A complete, exact copy of the records is needed here.

Saved data entries:
▶
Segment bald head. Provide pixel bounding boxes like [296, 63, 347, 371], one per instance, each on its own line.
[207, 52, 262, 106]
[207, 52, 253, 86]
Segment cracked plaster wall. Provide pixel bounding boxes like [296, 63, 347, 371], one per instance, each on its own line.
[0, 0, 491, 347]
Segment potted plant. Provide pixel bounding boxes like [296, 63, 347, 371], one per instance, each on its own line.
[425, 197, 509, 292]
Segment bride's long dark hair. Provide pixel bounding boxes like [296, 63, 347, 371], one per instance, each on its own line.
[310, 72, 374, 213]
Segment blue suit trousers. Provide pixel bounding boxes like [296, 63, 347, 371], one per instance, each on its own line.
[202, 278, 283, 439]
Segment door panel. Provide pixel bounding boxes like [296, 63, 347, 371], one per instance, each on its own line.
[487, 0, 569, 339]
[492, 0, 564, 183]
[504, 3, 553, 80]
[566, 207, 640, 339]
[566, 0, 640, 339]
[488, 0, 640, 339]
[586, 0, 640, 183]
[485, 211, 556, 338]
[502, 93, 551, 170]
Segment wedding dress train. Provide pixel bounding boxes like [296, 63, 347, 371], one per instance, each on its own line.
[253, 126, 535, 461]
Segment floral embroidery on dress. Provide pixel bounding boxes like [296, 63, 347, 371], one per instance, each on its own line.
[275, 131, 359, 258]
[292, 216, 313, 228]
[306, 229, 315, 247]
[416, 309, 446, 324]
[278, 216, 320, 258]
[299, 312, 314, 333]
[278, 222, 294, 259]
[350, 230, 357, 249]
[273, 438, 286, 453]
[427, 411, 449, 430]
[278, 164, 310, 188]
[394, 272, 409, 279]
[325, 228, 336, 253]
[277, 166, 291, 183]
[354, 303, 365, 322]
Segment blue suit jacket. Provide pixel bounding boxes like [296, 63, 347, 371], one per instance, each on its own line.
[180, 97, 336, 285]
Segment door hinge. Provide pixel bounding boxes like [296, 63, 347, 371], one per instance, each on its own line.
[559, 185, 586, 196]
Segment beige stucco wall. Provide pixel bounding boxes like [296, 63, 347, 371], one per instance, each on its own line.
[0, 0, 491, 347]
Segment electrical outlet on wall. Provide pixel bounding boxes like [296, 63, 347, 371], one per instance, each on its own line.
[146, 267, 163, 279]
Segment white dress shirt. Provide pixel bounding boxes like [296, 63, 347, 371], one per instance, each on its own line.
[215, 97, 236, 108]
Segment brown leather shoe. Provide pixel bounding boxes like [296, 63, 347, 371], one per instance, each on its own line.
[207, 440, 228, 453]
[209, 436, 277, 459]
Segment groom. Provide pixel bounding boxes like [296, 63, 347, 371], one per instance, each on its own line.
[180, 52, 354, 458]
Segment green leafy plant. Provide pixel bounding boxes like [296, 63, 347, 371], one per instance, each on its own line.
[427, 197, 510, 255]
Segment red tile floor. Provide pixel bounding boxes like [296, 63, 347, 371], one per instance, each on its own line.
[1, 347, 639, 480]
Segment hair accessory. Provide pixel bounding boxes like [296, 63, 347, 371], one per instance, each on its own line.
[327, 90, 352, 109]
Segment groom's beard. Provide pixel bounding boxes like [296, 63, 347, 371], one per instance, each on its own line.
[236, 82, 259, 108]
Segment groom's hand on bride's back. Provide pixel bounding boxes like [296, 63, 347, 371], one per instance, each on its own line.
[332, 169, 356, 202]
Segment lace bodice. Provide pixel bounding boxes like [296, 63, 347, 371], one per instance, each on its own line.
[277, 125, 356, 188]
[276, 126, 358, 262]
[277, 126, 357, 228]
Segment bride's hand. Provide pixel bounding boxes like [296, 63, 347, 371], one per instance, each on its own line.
◀
Expected answer:
Segment bald head. Provide pixel bounding boxes like [296, 63, 347, 371], one per instance, each on its own line.
[207, 52, 262, 106]
[207, 52, 253, 86]
Segment cracked plaster wall. Provide pixel bounding boxes like [296, 63, 347, 371], one per instance, each on its own line.
[0, 0, 491, 347]
Segment potted plant. Provide pixel bounding boxes like [296, 63, 347, 371], one per instance, each on its own line.
[425, 197, 509, 292]
Segment bride's long dark hair. Provide pixel bounding boxes like [296, 63, 347, 371], one per instance, each on its own line.
[310, 72, 374, 213]
Segment blue suit trousers. Provide pixel bounding boxes like [296, 63, 347, 371], one per instance, each on its own line.
[202, 278, 283, 439]
Segment door panel. Provide pixel bounding boxes like [296, 63, 347, 371], one per instance, each on its own line.
[487, 0, 569, 339]
[492, 0, 564, 183]
[504, 3, 553, 80]
[566, 207, 640, 339]
[566, 0, 640, 339]
[488, 0, 640, 339]
[586, 0, 640, 183]
[485, 211, 556, 338]
[502, 93, 551, 170]
Segment wedding dress train. Provide pixel bounding boxes like [296, 63, 347, 371], one per instance, each on its own line.
[253, 126, 535, 461]
Segment floral embroidery on dress. Provide pixel bounding boxes like [296, 63, 347, 371], one per instance, each on its own line.
[275, 131, 359, 258]
[292, 216, 313, 228]
[306, 229, 315, 247]
[416, 309, 446, 324]
[278, 216, 320, 258]
[299, 312, 314, 333]
[278, 222, 294, 259]
[350, 230, 357, 249]
[273, 438, 286, 453]
[427, 411, 449, 430]
[278, 164, 310, 188]
[394, 272, 409, 279]
[325, 228, 336, 253]
[277, 166, 291, 183]
[354, 303, 365, 322]
Segment blue suit jacket. Provide pixel bounding boxes like [296, 63, 347, 371], one per instance, each on its own line.
[180, 97, 336, 285]
Segment door hinge. Provide pixel bounding boxes like [296, 63, 347, 371], one per instance, each on its own line.
[559, 185, 586, 196]
Segment beige stucco wall. Provide pixel bounding boxes like [296, 63, 347, 371], one per instance, each on its own line.
[0, 0, 491, 347]
Segment electrical outlet on wall. Provide pixel bounding boxes like [296, 63, 347, 371], one per instance, each on its own line.
[146, 267, 163, 279]
Segment white dress shirt. Provide pixel bounding boxes like [296, 63, 347, 371], one per instance, each on its own line.
[215, 97, 236, 108]
Segment brown leather shoe. Provide pixel bounding boxes like [296, 63, 347, 371], one per instance, each on its own line.
[207, 440, 228, 453]
[209, 436, 277, 459]
Segment groom. Provide pixel bounding boxes like [296, 63, 347, 371], one per instance, each on its own line.
[180, 52, 354, 458]
Segment green leafy plant. Provide pixel bounding boxes like [296, 63, 347, 371], one per instance, each on its own line.
[427, 197, 510, 255]
Segment red tile floor. Provide pixel bounding boxes like [296, 63, 347, 371], one per instance, each on its own line.
[1, 347, 639, 480]
Segment hair accessory. Provide pixel bounding boxes like [296, 63, 347, 371], one per instance, each on its own line.
[327, 90, 352, 109]
Segment groom's beard. Provide pixel bounding boxes like [296, 63, 347, 371], one per instance, each on its own line.
[236, 82, 259, 108]
Segment groom's hand on bride's back. Provide pixel bounding boxes like [296, 63, 347, 371], one per instance, each on its own line.
[332, 169, 356, 202]
Segment lace bodice. Provide pixel bounding boxes like [296, 63, 347, 371], one per instance, each on its own line.
[277, 125, 356, 188]
[276, 126, 358, 262]
[277, 126, 357, 228]
Segment bride's hand. Provide pixel bounding boxes like [296, 63, 347, 371], one per instance, each on its own line.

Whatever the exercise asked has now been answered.